§ Exercise
Without changing anything, transcribe all of the entries.

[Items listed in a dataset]
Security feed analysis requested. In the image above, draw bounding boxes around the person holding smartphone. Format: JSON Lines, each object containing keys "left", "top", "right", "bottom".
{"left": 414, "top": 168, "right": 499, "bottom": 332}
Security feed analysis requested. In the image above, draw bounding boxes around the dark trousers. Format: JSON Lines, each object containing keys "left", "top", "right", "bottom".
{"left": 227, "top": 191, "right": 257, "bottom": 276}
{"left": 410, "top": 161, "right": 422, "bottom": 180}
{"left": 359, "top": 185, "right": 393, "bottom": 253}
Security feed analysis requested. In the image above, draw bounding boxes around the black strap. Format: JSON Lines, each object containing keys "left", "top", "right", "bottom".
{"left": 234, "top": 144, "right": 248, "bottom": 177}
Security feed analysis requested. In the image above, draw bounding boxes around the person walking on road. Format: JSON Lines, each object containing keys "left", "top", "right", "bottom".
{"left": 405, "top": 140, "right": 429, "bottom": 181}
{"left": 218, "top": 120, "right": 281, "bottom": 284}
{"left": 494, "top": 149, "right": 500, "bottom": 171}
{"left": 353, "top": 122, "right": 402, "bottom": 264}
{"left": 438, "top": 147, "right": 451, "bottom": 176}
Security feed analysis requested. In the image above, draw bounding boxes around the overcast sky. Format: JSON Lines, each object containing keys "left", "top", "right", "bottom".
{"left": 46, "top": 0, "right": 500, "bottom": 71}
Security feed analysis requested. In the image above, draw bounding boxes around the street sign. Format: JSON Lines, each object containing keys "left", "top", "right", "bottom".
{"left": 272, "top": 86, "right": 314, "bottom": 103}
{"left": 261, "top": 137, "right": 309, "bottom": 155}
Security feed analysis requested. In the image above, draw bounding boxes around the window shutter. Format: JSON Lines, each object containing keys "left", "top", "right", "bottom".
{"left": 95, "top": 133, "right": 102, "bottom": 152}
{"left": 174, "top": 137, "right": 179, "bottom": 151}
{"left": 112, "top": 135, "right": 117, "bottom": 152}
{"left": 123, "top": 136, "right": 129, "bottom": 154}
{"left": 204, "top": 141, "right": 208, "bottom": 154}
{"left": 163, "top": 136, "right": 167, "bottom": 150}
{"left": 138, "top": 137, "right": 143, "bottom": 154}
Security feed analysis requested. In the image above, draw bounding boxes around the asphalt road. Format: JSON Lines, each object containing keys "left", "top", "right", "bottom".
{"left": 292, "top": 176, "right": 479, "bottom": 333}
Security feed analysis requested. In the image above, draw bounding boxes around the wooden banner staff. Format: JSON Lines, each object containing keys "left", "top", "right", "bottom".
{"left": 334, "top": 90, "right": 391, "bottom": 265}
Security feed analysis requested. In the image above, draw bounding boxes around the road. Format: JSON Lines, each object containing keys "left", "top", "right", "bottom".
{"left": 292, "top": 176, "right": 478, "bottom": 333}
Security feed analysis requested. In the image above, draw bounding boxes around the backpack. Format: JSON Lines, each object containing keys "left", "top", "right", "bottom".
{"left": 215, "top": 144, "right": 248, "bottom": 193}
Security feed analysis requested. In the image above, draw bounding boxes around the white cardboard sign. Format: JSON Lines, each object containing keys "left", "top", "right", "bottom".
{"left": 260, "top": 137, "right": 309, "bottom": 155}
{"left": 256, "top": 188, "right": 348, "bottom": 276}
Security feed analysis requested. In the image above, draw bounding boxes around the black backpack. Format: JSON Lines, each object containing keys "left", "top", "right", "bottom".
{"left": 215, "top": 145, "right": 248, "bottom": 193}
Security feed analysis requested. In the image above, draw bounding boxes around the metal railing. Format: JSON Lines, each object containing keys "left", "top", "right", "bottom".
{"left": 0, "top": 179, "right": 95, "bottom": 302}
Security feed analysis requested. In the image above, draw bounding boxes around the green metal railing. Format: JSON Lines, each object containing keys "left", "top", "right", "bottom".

§ Expected output
Security feed analysis requested. In the image above, draw bounding boxes around the person holding smartphone. Format: JSON Lines, each object containing keys "left", "top", "right", "bottom".
{"left": 414, "top": 168, "right": 499, "bottom": 332}
Security feed analysis requested. In the image above, draw bounding boxes around the dark trousers. Format: JSON Lines, each object containing keys "left", "top", "right", "bottom".
{"left": 227, "top": 191, "right": 257, "bottom": 276}
{"left": 410, "top": 161, "right": 422, "bottom": 180}
{"left": 359, "top": 185, "right": 393, "bottom": 253}
Security feed analysis requested. In the image above, draw bounding boxes around the black strap. Format: JSON Lines, each object containing keys "left", "top", "right", "bottom".
{"left": 234, "top": 144, "right": 248, "bottom": 177}
Security feed analysis requested. In the image above, draw bounding boxes around the person walking on road. Format: JSON Lines, each object containing keys "left", "top", "right", "bottom".
{"left": 405, "top": 140, "right": 429, "bottom": 181}
{"left": 218, "top": 120, "right": 281, "bottom": 284}
{"left": 494, "top": 149, "right": 500, "bottom": 171}
{"left": 353, "top": 122, "right": 402, "bottom": 264}
{"left": 438, "top": 147, "right": 451, "bottom": 176}
Security feed analysis requested. In the image above, draw bounding boxes around the overcast sky. Format: JSON Lines, each object containing keys "left", "top", "right", "bottom".
{"left": 46, "top": 0, "right": 500, "bottom": 71}
Security feed analysis requested. In the image above, draw bounding boxes around the street sign. Format: JSON Lines, each object containing keys "left", "top", "right", "bottom".
{"left": 272, "top": 86, "right": 314, "bottom": 103}
{"left": 261, "top": 137, "right": 309, "bottom": 155}
Security feed analysis requested. In the image above, draw bounding boxes around the window shutter. Format: JSON Lines, each object containing keys "left", "top", "right", "bottom".
{"left": 95, "top": 133, "right": 102, "bottom": 152}
{"left": 174, "top": 137, "right": 179, "bottom": 151}
{"left": 112, "top": 135, "right": 117, "bottom": 152}
{"left": 123, "top": 136, "right": 129, "bottom": 154}
{"left": 204, "top": 141, "right": 208, "bottom": 154}
{"left": 163, "top": 136, "right": 167, "bottom": 150}
{"left": 138, "top": 137, "right": 143, "bottom": 154}
Security feed analysis requested. In the image above, draw bounding boxes around the asphalt road. Format: JSON Lines, each object containing keys "left", "top", "right", "bottom".
{"left": 292, "top": 176, "right": 479, "bottom": 333}
Security feed analysis requested. In the image above, draw bounding boxes around the wooden banner staff. Format: JSON Lines, each object containing keys "left", "top", "right", "bottom".
{"left": 334, "top": 90, "right": 391, "bottom": 265}
Security feed analysis requested. In the image above, draw bounding boxes around the road. Format: JSON Lines, each object containing keys "left", "top", "right", "bottom".
{"left": 292, "top": 176, "right": 478, "bottom": 333}
Security feed analysis requested. In the image above, draw bounding boxes around the backpack. Format: JSON Lines, each object containing keys "left", "top", "right", "bottom".
{"left": 215, "top": 144, "right": 248, "bottom": 193}
Security feed analysis requested. In the image above, draw bounding boxes around the white cardboard sign. Format: JSON Lines, each object containing keys "left", "top", "right", "bottom".
{"left": 260, "top": 137, "right": 309, "bottom": 155}
{"left": 256, "top": 188, "right": 348, "bottom": 276}
Security feed analysis requested. In the image above, draw bounding boxes around the black backpack. Format: JSON Lines, each object containing keys "left", "top", "right", "bottom".
{"left": 215, "top": 145, "right": 248, "bottom": 193}
Security feed analysis requested. In the image above, draw bounding boxes around the metal railing. Format: JSON Lines, each object containing keys "left", "top", "right", "bottom".
{"left": 0, "top": 179, "right": 95, "bottom": 302}
Security feed analysis requested. In the image above, draw bounding boxes around the green metal railing. Format: JSON Lines, each object containing keys "left", "top", "right", "bottom".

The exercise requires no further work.